BEGIN Given data

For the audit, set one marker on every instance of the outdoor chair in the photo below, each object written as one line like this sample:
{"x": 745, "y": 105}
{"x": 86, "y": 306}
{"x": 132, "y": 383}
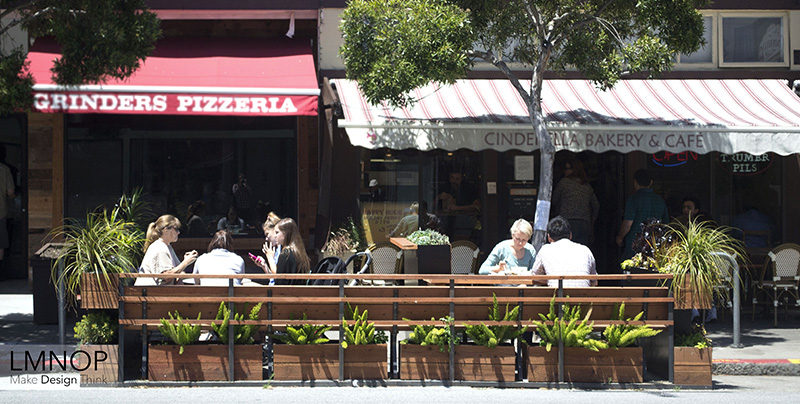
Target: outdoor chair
{"x": 783, "y": 263}
{"x": 464, "y": 257}
{"x": 387, "y": 259}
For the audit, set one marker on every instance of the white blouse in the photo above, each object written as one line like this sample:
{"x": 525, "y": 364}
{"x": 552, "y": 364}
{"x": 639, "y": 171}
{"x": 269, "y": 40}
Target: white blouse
{"x": 158, "y": 258}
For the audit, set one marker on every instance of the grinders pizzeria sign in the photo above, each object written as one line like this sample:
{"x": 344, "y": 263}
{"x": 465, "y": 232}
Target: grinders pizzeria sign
{"x": 174, "y": 104}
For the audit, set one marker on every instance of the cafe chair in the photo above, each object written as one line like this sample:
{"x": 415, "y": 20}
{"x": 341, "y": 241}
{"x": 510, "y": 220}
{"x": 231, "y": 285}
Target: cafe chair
{"x": 464, "y": 257}
{"x": 783, "y": 263}
{"x": 387, "y": 259}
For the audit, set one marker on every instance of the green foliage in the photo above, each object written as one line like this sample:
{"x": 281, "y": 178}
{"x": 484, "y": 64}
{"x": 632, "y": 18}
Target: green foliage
{"x": 691, "y": 258}
{"x": 362, "y": 332}
{"x": 430, "y": 335}
{"x": 180, "y": 333}
{"x": 618, "y": 336}
{"x": 96, "y": 327}
{"x": 307, "y": 334}
{"x": 428, "y": 237}
{"x": 394, "y": 46}
{"x": 574, "y": 331}
{"x": 107, "y": 243}
{"x": 697, "y": 338}
{"x": 242, "y": 334}
{"x": 99, "y": 39}
{"x": 491, "y": 336}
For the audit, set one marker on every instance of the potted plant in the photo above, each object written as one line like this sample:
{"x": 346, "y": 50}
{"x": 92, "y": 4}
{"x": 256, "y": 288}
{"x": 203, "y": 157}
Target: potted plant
{"x": 305, "y": 354}
{"x": 365, "y": 348}
{"x": 588, "y": 359}
{"x": 188, "y": 361}
{"x": 432, "y": 255}
{"x": 491, "y": 356}
{"x": 97, "y": 334}
{"x": 109, "y": 242}
{"x": 425, "y": 354}
{"x": 692, "y": 358}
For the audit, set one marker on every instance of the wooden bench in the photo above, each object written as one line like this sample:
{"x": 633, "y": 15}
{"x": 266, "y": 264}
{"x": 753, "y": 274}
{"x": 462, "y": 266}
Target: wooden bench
{"x": 463, "y": 297}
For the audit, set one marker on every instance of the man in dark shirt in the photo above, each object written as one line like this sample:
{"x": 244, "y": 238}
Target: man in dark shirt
{"x": 642, "y": 205}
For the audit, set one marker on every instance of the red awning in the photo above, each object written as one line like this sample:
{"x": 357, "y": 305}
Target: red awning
{"x": 192, "y": 76}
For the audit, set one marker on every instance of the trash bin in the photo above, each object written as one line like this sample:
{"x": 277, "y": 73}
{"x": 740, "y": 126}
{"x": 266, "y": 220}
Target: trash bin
{"x": 45, "y": 299}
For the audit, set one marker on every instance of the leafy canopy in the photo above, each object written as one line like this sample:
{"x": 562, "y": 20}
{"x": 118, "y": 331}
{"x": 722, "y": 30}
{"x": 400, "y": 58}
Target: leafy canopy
{"x": 99, "y": 39}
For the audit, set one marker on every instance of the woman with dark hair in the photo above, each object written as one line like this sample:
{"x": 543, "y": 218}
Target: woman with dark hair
{"x": 292, "y": 258}
{"x": 159, "y": 257}
{"x": 219, "y": 260}
{"x": 574, "y": 200}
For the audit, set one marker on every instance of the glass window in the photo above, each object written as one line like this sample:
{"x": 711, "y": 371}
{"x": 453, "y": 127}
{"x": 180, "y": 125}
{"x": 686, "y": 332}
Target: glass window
{"x": 753, "y": 40}
{"x": 704, "y": 54}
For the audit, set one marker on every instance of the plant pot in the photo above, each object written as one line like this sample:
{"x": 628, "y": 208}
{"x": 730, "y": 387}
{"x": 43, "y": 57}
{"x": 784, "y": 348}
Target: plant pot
{"x": 423, "y": 363}
{"x": 690, "y": 298}
{"x": 692, "y": 366}
{"x": 305, "y": 362}
{"x": 479, "y": 363}
{"x": 203, "y": 363}
{"x": 427, "y": 259}
{"x": 99, "y": 294}
{"x": 366, "y": 362}
{"x": 102, "y": 363}
{"x": 623, "y": 365}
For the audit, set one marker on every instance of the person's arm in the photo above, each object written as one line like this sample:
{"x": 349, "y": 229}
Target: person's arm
{"x": 490, "y": 265}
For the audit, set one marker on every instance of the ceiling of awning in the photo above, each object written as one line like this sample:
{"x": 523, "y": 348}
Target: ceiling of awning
{"x": 754, "y": 116}
{"x": 192, "y": 76}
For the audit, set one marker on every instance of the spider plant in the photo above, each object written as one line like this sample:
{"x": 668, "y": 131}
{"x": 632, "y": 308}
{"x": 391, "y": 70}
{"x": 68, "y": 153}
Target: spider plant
{"x": 107, "y": 243}
{"x": 692, "y": 262}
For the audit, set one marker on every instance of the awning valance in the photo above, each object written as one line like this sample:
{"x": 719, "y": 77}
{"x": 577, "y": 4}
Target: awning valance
{"x": 192, "y": 76}
{"x": 754, "y": 116}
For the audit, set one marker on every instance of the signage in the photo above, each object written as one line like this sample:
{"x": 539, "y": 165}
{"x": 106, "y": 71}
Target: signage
{"x": 745, "y": 163}
{"x": 172, "y": 104}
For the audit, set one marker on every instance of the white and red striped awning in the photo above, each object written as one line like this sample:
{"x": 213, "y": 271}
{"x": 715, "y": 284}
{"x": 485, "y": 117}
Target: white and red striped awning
{"x": 753, "y": 116}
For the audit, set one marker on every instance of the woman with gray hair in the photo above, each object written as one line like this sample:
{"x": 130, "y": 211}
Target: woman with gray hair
{"x": 515, "y": 252}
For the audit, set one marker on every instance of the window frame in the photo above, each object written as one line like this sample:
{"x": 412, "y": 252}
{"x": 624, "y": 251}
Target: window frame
{"x": 784, "y": 16}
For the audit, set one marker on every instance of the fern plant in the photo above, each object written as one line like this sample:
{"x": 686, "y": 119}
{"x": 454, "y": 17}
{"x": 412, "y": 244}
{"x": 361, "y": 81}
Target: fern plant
{"x": 307, "y": 334}
{"x": 242, "y": 334}
{"x": 180, "y": 333}
{"x": 574, "y": 331}
{"x": 430, "y": 335}
{"x": 362, "y": 332}
{"x": 622, "y": 335}
{"x": 491, "y": 336}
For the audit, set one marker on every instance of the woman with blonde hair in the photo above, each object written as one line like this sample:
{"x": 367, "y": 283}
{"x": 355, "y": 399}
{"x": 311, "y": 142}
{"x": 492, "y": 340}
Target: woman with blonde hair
{"x": 292, "y": 258}
{"x": 516, "y": 252}
{"x": 159, "y": 257}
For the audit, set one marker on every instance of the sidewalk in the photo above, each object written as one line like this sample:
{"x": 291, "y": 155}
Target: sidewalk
{"x": 767, "y": 350}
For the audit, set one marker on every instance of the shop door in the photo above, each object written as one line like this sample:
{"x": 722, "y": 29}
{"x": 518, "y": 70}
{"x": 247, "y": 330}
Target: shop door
{"x": 13, "y": 147}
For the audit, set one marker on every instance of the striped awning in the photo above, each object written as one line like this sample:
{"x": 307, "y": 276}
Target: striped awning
{"x": 729, "y": 116}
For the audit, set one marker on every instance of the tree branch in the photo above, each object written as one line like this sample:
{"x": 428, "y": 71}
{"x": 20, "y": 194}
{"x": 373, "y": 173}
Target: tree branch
{"x": 503, "y": 67}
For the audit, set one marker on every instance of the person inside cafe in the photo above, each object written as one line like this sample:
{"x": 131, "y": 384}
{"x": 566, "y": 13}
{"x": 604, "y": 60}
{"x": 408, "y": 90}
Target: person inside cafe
{"x": 292, "y": 258}
{"x": 159, "y": 257}
{"x": 642, "y": 205}
{"x": 562, "y": 256}
{"x": 514, "y": 254}
{"x": 219, "y": 260}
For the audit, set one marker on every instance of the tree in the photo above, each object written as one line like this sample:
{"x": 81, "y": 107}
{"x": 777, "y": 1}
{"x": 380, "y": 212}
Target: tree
{"x": 393, "y": 46}
{"x": 99, "y": 39}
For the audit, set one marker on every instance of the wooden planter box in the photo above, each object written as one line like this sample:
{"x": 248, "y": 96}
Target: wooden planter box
{"x": 203, "y": 362}
{"x": 99, "y": 294}
{"x": 104, "y": 371}
{"x": 321, "y": 362}
{"x": 692, "y": 366}
{"x": 623, "y": 365}
{"x": 480, "y": 363}
{"x": 423, "y": 363}
{"x": 305, "y": 362}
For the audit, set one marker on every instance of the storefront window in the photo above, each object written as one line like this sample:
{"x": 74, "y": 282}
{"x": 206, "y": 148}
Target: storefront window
{"x": 228, "y": 178}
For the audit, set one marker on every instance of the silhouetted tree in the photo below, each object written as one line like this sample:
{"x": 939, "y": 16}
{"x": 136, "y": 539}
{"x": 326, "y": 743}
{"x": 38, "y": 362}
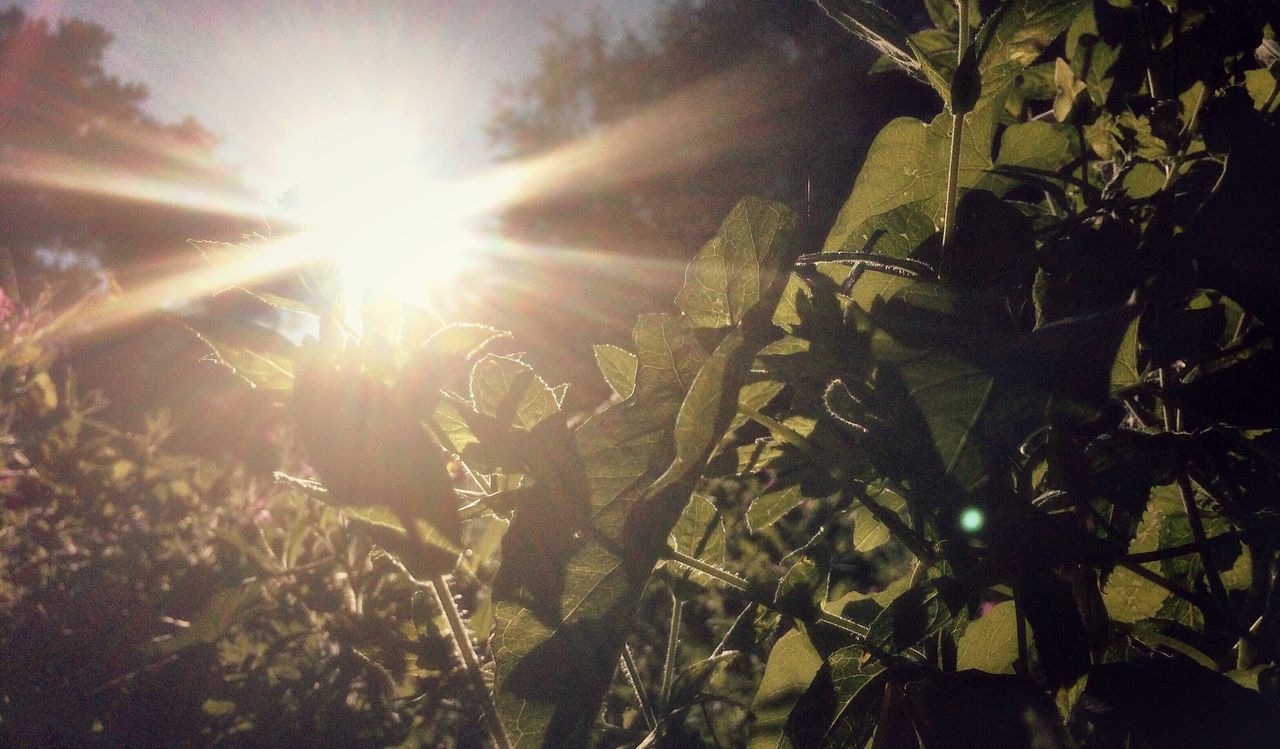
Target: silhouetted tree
{"x": 85, "y": 172}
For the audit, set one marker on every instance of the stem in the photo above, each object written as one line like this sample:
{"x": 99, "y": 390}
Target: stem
{"x": 1183, "y": 549}
{"x": 668, "y": 666}
{"x": 462, "y": 642}
{"x": 711, "y": 725}
{"x": 1193, "y": 519}
{"x": 949, "y": 215}
{"x": 1189, "y": 597}
{"x": 914, "y": 542}
{"x": 744, "y": 589}
{"x": 629, "y": 666}
{"x": 1020, "y": 624}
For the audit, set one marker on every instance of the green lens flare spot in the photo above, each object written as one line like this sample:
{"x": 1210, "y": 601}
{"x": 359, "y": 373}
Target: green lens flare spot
{"x": 972, "y": 520}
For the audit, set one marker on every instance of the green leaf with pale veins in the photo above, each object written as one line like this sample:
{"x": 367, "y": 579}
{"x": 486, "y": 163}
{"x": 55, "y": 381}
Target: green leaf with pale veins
{"x": 259, "y": 355}
{"x": 740, "y": 264}
{"x": 789, "y": 672}
{"x": 877, "y": 27}
{"x": 990, "y": 643}
{"x": 917, "y": 613}
{"x": 906, "y": 165}
{"x": 1127, "y": 371}
{"x": 622, "y": 450}
{"x": 839, "y": 708}
{"x": 618, "y": 368}
{"x": 677, "y": 414}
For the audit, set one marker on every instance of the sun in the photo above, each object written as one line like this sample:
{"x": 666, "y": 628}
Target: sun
{"x": 368, "y": 204}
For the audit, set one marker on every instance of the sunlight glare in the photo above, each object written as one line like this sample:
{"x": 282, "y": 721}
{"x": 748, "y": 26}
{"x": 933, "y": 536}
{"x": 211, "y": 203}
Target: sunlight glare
{"x": 369, "y": 206}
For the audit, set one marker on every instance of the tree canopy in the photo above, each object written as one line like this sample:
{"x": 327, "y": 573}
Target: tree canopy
{"x": 85, "y": 169}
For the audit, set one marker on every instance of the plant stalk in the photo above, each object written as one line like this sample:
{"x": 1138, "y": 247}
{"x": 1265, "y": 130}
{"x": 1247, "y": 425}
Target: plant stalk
{"x": 823, "y": 616}
{"x": 668, "y": 666}
{"x": 949, "y": 210}
{"x": 462, "y": 642}
{"x": 632, "y": 671}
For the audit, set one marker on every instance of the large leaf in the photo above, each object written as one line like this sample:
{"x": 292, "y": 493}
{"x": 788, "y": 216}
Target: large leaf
{"x": 908, "y": 161}
{"x": 839, "y": 707}
{"x": 676, "y": 416}
{"x": 791, "y": 667}
{"x": 990, "y": 643}
{"x": 906, "y": 165}
{"x": 618, "y": 368}
{"x": 740, "y": 264}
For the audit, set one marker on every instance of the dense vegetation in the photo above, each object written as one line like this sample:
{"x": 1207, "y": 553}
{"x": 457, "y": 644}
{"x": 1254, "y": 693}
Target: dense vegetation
{"x": 996, "y": 466}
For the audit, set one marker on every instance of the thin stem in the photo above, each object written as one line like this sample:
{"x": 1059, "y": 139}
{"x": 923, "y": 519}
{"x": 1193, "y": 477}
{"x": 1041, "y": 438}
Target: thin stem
{"x": 914, "y": 542}
{"x": 1020, "y": 624}
{"x": 711, "y": 725}
{"x": 629, "y": 667}
{"x": 1189, "y": 597}
{"x": 1193, "y": 519}
{"x": 462, "y": 642}
{"x": 949, "y": 219}
{"x": 668, "y": 666}
{"x": 1184, "y": 549}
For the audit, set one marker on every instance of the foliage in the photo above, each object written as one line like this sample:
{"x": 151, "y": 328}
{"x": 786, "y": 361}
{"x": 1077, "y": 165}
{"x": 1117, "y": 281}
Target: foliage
{"x": 995, "y": 467}
{"x": 150, "y": 598}
{"x": 663, "y": 127}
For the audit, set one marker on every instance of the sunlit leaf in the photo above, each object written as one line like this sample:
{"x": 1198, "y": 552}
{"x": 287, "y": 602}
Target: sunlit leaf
{"x": 990, "y": 643}
{"x": 618, "y": 368}
{"x": 737, "y": 266}
{"x": 791, "y": 667}
{"x": 512, "y": 392}
{"x": 839, "y": 707}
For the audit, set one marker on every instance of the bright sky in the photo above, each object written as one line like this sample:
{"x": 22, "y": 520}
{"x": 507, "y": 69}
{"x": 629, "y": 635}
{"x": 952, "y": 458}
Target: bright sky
{"x": 251, "y": 71}
{"x": 376, "y": 109}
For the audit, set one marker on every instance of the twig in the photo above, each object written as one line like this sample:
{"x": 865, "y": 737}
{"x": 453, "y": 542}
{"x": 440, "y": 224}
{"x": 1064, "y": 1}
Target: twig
{"x": 949, "y": 217}
{"x": 462, "y": 642}
{"x": 629, "y": 667}
{"x": 668, "y": 665}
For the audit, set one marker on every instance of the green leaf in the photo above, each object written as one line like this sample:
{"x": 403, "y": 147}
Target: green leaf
{"x": 917, "y": 613}
{"x": 906, "y": 165}
{"x": 465, "y": 339}
{"x": 736, "y": 268}
{"x": 803, "y": 587}
{"x": 256, "y": 354}
{"x": 868, "y": 531}
{"x": 677, "y": 414}
{"x": 511, "y": 392}
{"x": 965, "y": 83}
{"x": 691, "y": 681}
{"x": 699, "y": 521}
{"x": 876, "y": 26}
{"x": 368, "y": 446}
{"x": 218, "y": 615}
{"x": 1127, "y": 373}
{"x": 618, "y": 368}
{"x": 790, "y": 670}
{"x": 1018, "y": 32}
{"x": 990, "y": 643}
{"x": 1128, "y": 597}
{"x": 767, "y": 508}
{"x": 839, "y": 707}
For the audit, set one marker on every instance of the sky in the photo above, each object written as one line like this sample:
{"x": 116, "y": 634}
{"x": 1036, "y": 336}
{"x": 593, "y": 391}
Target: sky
{"x": 260, "y": 73}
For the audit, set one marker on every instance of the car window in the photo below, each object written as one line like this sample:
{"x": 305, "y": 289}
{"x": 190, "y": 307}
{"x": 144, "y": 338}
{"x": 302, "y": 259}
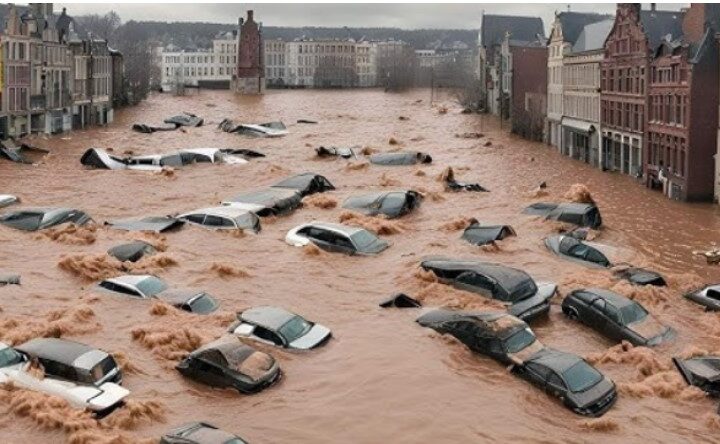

END Given data

What is needed — Reproduce word for word the lines running from the line with "Target: sunlit leaf" through the end of the data, both included, and nothing else; leave out the pictures.

Response box —
Target: sunlit leaf
{"x": 990, "y": 643}
{"x": 618, "y": 368}
{"x": 737, "y": 266}
{"x": 791, "y": 667}
{"x": 512, "y": 392}
{"x": 839, "y": 707}
For the audit, set one marker on every instance of the bright sky in the photo above, each object written as one line like this sample:
{"x": 22, "y": 520}
{"x": 507, "y": 69}
{"x": 629, "y": 635}
{"x": 952, "y": 458}
Target: bright sky
{"x": 251, "y": 71}
{"x": 376, "y": 109}
For the audit, set one marker on every instance of the twig in the photo above, each object written as one line like this sample:
{"x": 865, "y": 737}
{"x": 453, "y": 542}
{"x": 440, "y": 224}
{"x": 1064, "y": 1}
Target: twig
{"x": 949, "y": 217}
{"x": 462, "y": 642}
{"x": 629, "y": 667}
{"x": 668, "y": 665}
For the audit, set one marker on every instance of the green leaf in the photo above, each object written as one line like this sample:
{"x": 403, "y": 147}
Target: green leaf
{"x": 917, "y": 613}
{"x": 906, "y": 165}
{"x": 465, "y": 339}
{"x": 736, "y": 268}
{"x": 803, "y": 587}
{"x": 256, "y": 354}
{"x": 868, "y": 531}
{"x": 677, "y": 414}
{"x": 511, "y": 392}
{"x": 965, "y": 83}
{"x": 691, "y": 681}
{"x": 699, "y": 521}
{"x": 876, "y": 26}
{"x": 368, "y": 446}
{"x": 218, "y": 615}
{"x": 1127, "y": 373}
{"x": 618, "y": 368}
{"x": 790, "y": 670}
{"x": 1018, "y": 32}
{"x": 990, "y": 643}
{"x": 1128, "y": 597}
{"x": 767, "y": 508}
{"x": 839, "y": 707}
For the audit, set one marker on every instance of the sky in the photo above, each object written as one line like this sample:
{"x": 116, "y": 634}
{"x": 1036, "y": 336}
{"x": 593, "y": 391}
Target: sky
{"x": 260, "y": 73}
For the audit, set one marker on every instance of the car window in the photo below, each object written as one line like this sample:
{"x": 305, "y": 289}
{"x": 190, "y": 307}
{"x": 144, "y": 338}
{"x": 302, "y": 259}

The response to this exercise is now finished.